# MS Access Tabellenverknüpfung



## kramerskurt (23. Februar 2006)

Hallo zusammen!

Ich habe ein Problem mit einer Access-Tabelle, deren Feldanzahl nicht mehr erweiterbar ist (max. 256). Läßt sich das Problem mit einer Verknüpfung lösen?

Welches Forum könnt Ihr für Access empfehlen?

Christoph


----------



## Arachnoo (23. Februar 2006)

Also ich würde auch gerne wissen wo mann Access forum finden kann. :/


----------



## Slizzzer (24. Februar 2006)

Was ist das denn für eine Tabelle? 
Kann es sein, dass Du noch keine Aufteilung vorgenommen hast? Um näheres dazu zu sagen, solltest du die Tabelle mal posten.


----------



## kramerskurt (28. Februar 2006)

Hallo Skizzer,

Die Tabelle enthält Tausende von Daten über etwa 300 Kunden. Die Daten werden in den 250 Feldern eines Formular dargestellt. Um mehr Felder anzeigen zu können möchte ich, das das Formular auf 2 Tabellen zugreift und ggf. ein Unterformular erstellen.

***

Aufgaben und Übungen:
a. Beantworte kurz diese Fragen zum Forumsverlauf über die Access-Tabelle:
(i) Wie viele Felder kann die Tabelle laut dem ersten Beitrag höchstens haben?
(ii) Was soll kramerskurt laut Slizzzer posten, damit man Näheres sagen kann?
(iii) Über etwa wie viele Kunden enthält die Tabelle Daten?
b. Schreib den Forumsverlauf über die Access-Tabelle im Anschluss an den letzten Satz weiter.
Die Daten braucht man hier nicht.

Daten:

***

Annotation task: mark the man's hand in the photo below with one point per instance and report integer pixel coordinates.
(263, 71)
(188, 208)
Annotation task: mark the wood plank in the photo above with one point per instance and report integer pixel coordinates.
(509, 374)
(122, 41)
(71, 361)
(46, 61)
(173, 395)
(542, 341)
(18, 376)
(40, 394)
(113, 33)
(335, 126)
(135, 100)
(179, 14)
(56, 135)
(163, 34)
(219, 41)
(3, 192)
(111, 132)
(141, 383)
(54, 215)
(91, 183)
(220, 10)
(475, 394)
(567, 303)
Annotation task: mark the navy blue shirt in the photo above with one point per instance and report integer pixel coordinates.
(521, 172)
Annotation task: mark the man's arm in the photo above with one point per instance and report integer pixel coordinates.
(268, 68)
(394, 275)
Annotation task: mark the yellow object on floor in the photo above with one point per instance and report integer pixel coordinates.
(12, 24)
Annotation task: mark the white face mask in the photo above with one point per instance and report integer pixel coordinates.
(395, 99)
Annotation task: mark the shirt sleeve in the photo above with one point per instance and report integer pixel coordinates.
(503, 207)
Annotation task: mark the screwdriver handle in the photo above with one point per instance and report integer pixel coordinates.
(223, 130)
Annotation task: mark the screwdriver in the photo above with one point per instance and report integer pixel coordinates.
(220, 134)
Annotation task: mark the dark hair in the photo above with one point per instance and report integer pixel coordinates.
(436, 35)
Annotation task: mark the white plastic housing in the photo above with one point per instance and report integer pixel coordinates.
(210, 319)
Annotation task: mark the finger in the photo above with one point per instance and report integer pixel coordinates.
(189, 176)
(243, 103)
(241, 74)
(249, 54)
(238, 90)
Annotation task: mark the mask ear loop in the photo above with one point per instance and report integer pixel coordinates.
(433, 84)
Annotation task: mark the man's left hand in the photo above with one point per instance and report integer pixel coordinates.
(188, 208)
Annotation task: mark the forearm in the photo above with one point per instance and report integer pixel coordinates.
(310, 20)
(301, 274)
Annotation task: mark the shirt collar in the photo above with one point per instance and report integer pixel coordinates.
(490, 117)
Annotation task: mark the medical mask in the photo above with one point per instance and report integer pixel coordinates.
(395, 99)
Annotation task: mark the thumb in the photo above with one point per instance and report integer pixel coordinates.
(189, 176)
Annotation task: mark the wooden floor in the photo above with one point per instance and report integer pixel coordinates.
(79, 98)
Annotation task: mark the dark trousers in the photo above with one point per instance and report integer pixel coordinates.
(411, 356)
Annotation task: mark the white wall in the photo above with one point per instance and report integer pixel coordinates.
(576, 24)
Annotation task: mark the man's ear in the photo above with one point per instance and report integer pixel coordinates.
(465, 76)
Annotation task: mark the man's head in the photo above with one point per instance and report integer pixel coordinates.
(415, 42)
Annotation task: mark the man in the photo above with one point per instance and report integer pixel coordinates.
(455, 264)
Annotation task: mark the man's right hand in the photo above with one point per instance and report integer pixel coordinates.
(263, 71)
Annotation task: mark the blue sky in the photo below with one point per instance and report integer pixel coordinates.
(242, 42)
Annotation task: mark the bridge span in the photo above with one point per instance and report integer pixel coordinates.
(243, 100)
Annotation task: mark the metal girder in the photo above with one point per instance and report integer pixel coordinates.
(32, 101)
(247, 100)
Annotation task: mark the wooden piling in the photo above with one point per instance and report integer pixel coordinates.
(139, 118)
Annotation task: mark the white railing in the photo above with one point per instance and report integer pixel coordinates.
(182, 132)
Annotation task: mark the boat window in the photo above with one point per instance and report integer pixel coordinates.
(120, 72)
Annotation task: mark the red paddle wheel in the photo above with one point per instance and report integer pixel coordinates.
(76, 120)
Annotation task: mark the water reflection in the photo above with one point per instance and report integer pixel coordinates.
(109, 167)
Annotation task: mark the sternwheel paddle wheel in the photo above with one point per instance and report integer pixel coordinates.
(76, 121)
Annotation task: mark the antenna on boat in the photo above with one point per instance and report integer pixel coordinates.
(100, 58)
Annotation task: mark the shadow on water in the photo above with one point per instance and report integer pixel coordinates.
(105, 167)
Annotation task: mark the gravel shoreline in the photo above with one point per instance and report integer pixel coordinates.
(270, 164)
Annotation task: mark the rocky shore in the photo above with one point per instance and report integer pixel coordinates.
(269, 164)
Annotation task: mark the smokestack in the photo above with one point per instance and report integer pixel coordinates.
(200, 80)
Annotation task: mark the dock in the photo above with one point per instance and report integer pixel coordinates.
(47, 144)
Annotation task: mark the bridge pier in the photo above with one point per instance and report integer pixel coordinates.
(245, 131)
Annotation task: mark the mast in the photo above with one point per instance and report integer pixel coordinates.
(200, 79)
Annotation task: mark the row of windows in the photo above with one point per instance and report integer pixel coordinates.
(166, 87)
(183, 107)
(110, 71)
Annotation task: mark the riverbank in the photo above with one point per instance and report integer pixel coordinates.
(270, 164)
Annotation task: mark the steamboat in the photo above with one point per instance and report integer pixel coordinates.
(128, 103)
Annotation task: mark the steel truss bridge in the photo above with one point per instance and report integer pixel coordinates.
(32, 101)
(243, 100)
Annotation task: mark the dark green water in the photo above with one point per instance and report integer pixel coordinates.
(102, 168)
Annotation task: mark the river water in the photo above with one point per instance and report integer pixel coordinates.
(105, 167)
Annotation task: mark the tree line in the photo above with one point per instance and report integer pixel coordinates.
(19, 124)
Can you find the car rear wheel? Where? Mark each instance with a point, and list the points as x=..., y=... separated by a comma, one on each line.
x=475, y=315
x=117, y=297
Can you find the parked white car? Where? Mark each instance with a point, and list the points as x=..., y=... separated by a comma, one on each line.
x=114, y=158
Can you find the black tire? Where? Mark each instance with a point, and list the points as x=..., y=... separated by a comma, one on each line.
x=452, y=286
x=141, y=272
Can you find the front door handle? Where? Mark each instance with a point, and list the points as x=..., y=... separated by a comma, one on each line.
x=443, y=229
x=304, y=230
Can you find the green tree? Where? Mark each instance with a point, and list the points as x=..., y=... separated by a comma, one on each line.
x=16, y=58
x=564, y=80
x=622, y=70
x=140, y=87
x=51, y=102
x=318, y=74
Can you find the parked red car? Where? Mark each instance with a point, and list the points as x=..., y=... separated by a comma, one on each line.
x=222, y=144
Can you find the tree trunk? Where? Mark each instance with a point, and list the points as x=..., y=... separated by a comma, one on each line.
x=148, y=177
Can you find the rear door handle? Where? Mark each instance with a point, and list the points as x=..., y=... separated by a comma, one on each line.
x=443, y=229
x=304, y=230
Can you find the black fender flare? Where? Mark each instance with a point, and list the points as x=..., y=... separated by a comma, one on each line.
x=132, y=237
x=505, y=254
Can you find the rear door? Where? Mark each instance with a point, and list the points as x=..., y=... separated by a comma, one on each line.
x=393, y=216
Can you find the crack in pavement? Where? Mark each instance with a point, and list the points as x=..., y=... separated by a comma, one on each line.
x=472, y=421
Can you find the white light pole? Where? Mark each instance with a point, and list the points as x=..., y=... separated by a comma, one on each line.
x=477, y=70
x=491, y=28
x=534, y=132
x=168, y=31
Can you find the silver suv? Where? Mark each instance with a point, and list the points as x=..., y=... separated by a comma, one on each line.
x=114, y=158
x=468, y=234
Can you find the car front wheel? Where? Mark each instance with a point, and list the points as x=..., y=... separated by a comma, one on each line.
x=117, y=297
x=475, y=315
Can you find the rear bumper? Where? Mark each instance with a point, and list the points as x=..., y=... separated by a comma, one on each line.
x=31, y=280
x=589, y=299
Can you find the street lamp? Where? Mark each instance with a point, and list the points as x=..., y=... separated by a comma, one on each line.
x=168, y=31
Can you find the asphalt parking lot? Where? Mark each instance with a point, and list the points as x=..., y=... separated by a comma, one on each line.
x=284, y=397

***

Antworten nach Nummer:
a.
(i) Höchstens 256 Felder.
(ii) Die Tabelle.
(iii) Über etwa 300 Kunden.

b.
Chrsitoph


----------



## Slizzzer (28. Februar 2006)

Moin!

Am besten schickst Du mal die Tabelle. Evtl. kann man das optimieren. Mir scheint die Spaltenzahl einfach zu hoch.

Wenn die Spalten aussagekräftige Namen haben, kann man das mal prüfen. Einfach die leere Tabelle ohne Daten.


----------



## kramerskurt (28. Februar 2006)

In diesem Fenster läßt sich die Tabelle nicht hochladen. Wie ist Deine E-Mail Adresse?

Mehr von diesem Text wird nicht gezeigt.